- _What this task involves_
Quote all of the data below exactly, please.

Start Input data

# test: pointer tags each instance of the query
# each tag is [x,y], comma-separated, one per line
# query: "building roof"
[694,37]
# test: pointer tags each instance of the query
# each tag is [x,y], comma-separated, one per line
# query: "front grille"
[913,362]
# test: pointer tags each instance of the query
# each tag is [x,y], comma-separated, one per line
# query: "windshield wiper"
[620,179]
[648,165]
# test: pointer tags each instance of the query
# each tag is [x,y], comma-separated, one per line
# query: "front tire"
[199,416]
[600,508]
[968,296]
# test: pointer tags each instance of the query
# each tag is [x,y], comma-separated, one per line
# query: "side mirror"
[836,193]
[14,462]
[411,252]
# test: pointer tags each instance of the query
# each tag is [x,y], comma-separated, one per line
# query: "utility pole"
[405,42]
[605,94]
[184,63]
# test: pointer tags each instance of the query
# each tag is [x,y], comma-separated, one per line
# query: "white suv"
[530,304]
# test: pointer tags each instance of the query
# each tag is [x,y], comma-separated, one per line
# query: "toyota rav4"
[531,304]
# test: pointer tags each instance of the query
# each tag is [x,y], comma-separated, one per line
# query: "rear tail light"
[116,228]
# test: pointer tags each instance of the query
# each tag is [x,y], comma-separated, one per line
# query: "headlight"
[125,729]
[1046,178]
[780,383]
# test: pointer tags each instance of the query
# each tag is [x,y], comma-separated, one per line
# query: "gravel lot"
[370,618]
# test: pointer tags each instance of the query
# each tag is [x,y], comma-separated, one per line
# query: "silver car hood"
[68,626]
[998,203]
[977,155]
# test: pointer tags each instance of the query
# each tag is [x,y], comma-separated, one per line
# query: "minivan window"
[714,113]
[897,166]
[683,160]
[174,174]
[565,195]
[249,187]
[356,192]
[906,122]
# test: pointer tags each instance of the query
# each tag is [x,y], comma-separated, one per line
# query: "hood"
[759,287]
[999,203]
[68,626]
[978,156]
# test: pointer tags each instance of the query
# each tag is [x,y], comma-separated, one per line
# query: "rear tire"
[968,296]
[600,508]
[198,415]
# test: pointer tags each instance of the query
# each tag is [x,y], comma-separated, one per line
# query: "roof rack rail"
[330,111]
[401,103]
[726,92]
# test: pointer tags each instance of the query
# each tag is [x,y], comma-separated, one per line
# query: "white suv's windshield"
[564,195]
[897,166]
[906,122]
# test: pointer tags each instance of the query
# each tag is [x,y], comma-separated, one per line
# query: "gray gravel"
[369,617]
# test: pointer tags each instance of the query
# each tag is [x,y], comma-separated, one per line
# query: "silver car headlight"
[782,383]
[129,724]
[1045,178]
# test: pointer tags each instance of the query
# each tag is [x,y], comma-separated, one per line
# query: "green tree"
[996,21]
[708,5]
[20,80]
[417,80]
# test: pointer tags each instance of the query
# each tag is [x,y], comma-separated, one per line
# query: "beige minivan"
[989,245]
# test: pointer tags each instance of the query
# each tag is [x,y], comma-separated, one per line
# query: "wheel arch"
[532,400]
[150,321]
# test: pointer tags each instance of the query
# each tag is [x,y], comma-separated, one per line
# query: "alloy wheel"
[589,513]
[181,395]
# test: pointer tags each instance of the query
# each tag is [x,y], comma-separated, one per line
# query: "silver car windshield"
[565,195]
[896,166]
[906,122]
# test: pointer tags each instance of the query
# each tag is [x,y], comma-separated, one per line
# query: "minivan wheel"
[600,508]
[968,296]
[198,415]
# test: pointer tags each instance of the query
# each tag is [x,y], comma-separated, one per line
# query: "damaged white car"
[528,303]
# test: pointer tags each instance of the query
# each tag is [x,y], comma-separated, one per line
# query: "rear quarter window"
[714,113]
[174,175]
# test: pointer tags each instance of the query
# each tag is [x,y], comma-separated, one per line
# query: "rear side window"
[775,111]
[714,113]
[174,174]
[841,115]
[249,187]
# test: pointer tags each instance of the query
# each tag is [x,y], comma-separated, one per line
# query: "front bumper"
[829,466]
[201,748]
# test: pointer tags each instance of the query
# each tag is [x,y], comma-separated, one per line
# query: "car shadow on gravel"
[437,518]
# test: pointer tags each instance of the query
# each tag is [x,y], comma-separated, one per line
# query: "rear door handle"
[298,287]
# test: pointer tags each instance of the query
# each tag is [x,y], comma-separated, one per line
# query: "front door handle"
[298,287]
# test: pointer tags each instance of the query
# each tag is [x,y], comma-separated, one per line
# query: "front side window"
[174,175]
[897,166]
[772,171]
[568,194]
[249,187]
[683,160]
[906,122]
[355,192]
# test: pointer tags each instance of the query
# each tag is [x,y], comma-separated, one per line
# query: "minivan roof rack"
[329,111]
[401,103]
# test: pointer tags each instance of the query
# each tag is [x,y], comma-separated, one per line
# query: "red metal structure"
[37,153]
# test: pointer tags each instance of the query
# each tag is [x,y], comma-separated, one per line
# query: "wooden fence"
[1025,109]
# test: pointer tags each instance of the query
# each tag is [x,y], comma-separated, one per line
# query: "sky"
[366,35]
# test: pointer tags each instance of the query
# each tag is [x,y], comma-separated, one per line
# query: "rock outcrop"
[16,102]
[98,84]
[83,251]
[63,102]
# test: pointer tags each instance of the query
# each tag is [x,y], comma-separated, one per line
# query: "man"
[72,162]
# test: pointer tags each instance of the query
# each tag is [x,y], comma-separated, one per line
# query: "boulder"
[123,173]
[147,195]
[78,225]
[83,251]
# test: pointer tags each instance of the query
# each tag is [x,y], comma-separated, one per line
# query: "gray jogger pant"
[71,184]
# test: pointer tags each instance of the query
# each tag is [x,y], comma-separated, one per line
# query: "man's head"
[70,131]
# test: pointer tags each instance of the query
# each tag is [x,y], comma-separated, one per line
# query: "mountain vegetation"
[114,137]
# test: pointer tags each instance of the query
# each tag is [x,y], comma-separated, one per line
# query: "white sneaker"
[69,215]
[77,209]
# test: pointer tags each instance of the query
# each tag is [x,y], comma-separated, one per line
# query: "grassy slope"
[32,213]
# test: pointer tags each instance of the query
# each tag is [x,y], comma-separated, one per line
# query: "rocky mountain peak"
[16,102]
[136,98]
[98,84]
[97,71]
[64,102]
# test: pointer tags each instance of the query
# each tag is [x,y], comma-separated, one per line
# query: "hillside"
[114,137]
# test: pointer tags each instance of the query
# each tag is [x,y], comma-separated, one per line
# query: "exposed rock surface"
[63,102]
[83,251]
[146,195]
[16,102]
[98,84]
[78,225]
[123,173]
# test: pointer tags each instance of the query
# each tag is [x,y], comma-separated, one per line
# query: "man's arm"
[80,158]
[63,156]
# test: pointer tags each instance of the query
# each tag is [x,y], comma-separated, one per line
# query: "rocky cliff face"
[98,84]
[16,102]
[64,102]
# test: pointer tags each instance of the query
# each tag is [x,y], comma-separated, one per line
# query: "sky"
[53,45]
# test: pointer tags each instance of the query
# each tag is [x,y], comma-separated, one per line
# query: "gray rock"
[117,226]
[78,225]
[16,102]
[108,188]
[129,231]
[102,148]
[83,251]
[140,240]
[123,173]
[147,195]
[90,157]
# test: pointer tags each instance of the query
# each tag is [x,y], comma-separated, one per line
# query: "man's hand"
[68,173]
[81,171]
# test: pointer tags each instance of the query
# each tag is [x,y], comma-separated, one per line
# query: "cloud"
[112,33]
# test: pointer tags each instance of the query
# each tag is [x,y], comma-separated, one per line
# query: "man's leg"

End Input data

- _Solved exercise_
# test: pointer tags each instance of the query
# each tag is [x,y], comma-separated, one per line
# query: "building roof"
[694,37]
# test: pointer tags each instance of the query
# each tag is [x,y], comma-separated, one per line
# query: "front grille"
[913,362]
# test: pointer tags each instance of the query
# each tag is [x,y], comma-separated, one per line
# query: "windshield wiper"
[620,179]
[648,165]
# test: pointer tags each instance of the query
# each tag is [x,y], comma-separated, one per line
# query: "front tire"
[199,416]
[600,508]
[968,296]
# test: pointer tags each instance of the query
# each tag is [x,y], comma-separated, one per line
# query: "side mirror"
[836,193]
[14,462]
[411,252]
# test: pointer tags each instance of the query
# each tag is [x,y], comma-separated, one per line
# query: "utility pole"
[405,42]
[605,94]
[184,63]
# test: pointer tags each instance of the query
# each tag is [x,y], comma-separated, one per line
# query: "white suv"
[530,304]
# test: pointer tags each instance of the query
# each tag is [x,y], comma-separated, one per line
# query: "toyota rav4"
[531,304]
# test: pointer tags each instance of the query
# each tag is [x,y], comma-separated, one per line
# query: "rear tail light"
[116,228]
# test: pointer tags each instance of the query
# each tag is [x,y], comma-separated, one per line
# query: "headlight"
[125,729]
[1046,178]
[780,383]
# test: pointer tags each instance of the query
# each tag is [x,y], comma-separated, one per line
# query: "gravel lot"
[370,618]
# test: pointer tags each instance of the query
# each tag is [x,y], comma-separated, one per line
# query: "silver car hood"
[68,626]
[998,203]
[977,155]
# test: pointer tags each instance of the query
# each tag is [x,y], comma-separated, one per line
# query: "minivan window"
[714,113]
[897,166]
[683,160]
[174,174]
[565,195]
[249,187]
[356,192]
[906,122]
# test: pointer tags each instance of the query
# each tag is [x,y], comma-separated, one per line
# query: "hood"
[759,287]
[999,203]
[68,626]
[978,156]
# test: pointer tags each instance of the query
# each tag is [x,y], comma-separated, one per line
# query: "rear tire"
[968,296]
[600,508]
[198,415]
# test: pointer tags each instance of the query
# each tag is [x,y], comma-separated, one per line
# query: "roof rack rail"
[330,111]
[401,103]
[726,92]
# test: pointer tags each instance of the query
# each tag is [x,y], comma-separated, one per line
# query: "white suv's windshield"
[564,195]
[897,166]
[906,122]
# test: pointer tags each instance of the query
# each tag is [x,y], comma-separated, one per line
# query: "gray gravel"
[369,617]
# test: pointer tags each instance of the query
# each tag is [x,y], comma-separated, one per line
# query: "silver car headlight"
[782,383]
[129,724]
[1045,178]
# test: pointer tags each instance of the query
# each tag is [x,y], comma-separated, one per line
# query: "green tree"
[996,21]
[708,5]
[20,80]
[417,80]
# test: pointer tags each instance of the query
# each tag is [x,y], comma-separated, one per line
# query: "beige minivan"
[989,245]
# test: pointer tags each instance of the query
# each tag is [x,y], comma-separated, one per line
# query: "wheel arch"
[532,400]
[150,321]
# test: pointer tags each instance of the query
# each tag is [x,y], comma-separated, one per line
# query: "alloy wheel"
[589,513]
[181,395]
# test: pointer tags each instance of the query
# each tag is [x,y], comma-separated, one per line
# query: "silver car windshield"
[565,195]
[896,166]
[906,122]
# test: pointer tags each instance of the query
# each tag is [x,y], comma-separated, one per line
# query: "minivan wheel"
[600,508]
[968,296]
[198,415]
# test: pointer tags each instance of the query
# each tag is [x,y], comma-separated, one per line
# query: "damaged white car"
[528,303]
# test: pointer tags each instance of the query
# each tag is [x,y], comma-separated, one per line
# query: "rear quarter window"
[714,113]
[174,175]
# test: pointer tags each instance of the query
# each tag is [x,y], comma-separated, one per line
# query: "rear side window"
[775,111]
[714,113]
[174,174]
[841,115]
[249,187]
# test: pointer tags each instance of the query
# each tag is [x,y], comma-separated, one per line
# query: "front bumper"
[829,466]
[201,748]
# test: pointer tags each instance of the query
# each tag is [x,y], comma-separated, one per line
# query: "car shadow on gravel"
[437,518]
# test: pointer tags each instance of the query
# each tag is [x,y], comma-separated, one per line
# query: "rear door handle"
[298,287]
# test: pointer tags each instance of the query
# each tag is [x,y], comma-separated, one per line
# query: "front door handle"
[298,287]
# test: pointer tags each instance of the query
# each tag is [x,y], comma-separated, one per line
# query: "front side window"
[174,175]
[897,166]
[772,171]
[568,194]
[249,187]
[683,160]
[906,122]
[355,192]
# test: pointer tags each instance of the query
# each tag is [x,y], comma-separated, one per line
# query: "minivan roof rack"
[329,111]
[401,103]
# test: pointer tags each instance of the query
# each tag is [x,y], comma-separated, one per line
# query: "red metal structure"
[37,153]
# test: pointer tags each instance of the query
# each tag is [x,y], comma-separated, one per line
# query: "wooden fence"
[1025,109]
# test: pointer tags each instance of the query
# each tag is [x,y], comma-separated, one per line
# query: "sky"
[366,35]
# test: pointer tags each instance of the query
# each tag is [x,y], comma-separated, one per line
# query: "rock outcrop"
[16,102]
[98,84]
[83,251]
[63,102]
# test: pointer tags each instance of the query
# each tag is [x,y], comma-separated, one per line
# query: "man"
[72,162]
# test: pointer tags each instance of the query
# each tag is [x,y], comma-separated, one per line
# query: "boulder"
[123,173]
[147,195]
[78,225]
[83,251]
# test: pointer tags each instance of the query
# each tag is [x,y], comma-separated, one per line
# query: "gray jogger pant"
[71,184]
# test: pointer tags each instance of the query
# each tag is [x,y], comma-separated, one per line
# query: "man's head"
[70,131]
# test: pointer tags each instance of the query
# each tag is [x,y], comma-separated, one per line
# query: "mountain vegetation"
[114,137]
# test: pointer tags each instance of the query
# each tag is [x,y], comma-separated, one per line
# query: "white sneaker"
[69,215]
[77,209]
# test: pointer tags each instance of the query
# each tag is [x,y], comma-separated, one per line
# query: "grassy slope"
[32,213]
# test: pointer tags each instance of the query
# each tag is [x,y], comma-separated, one per line
# query: "rocky mountain peak"
[16,102]
[136,98]
[98,84]
[97,71]
[64,102]
# test: pointer tags each instance of the query
# each tag is [x,y], comma-separated, one per line
# query: "hillside"
[114,137]
# test: pointer tags each instance of the query
# each tag is [x,y], comma-separated, one per line
# query: "exposed rock surface"
[63,102]
[83,251]
[146,195]
[16,102]
[98,84]
[78,225]
[123,173]
# test: pointer tags each instance of the query
# each tag is [x,y], comma-separated, one per line
# query: "man's arm"
[80,158]
[63,156]
# test: pointer tags each instance of the query
# each tag is [x,y], comma-separated, one per line
# query: "rocky cliff face"
[98,84]
[16,102]
[64,102]
# test: pointer tags each instance of the query
# each tag is [x,y], comma-separated, one per line
# query: "sky"
[53,45]
# test: pointer tags each instance of the query
# each tag is [x,y], comma-separated, one per line
# query: "gray rock"
[117,226]
[78,225]
[16,102]
[108,188]
[129,231]
[102,148]
[83,251]
[140,240]
[123,173]
[147,195]
[90,157]
# test: pointer tags each instance of the query
# each tag is [x,y], comma-separated, one per line
# query: "man's hand"
[68,173]
[81,171]
# test: pointer tags each instance of the query
# each tag is [x,y], comma-separated, one per line
# query: "cloud"
[112,33]
# test: pointer tags each instance of the query
# each tag is [x,y], comma-separated, one per line
# query: "man's leg"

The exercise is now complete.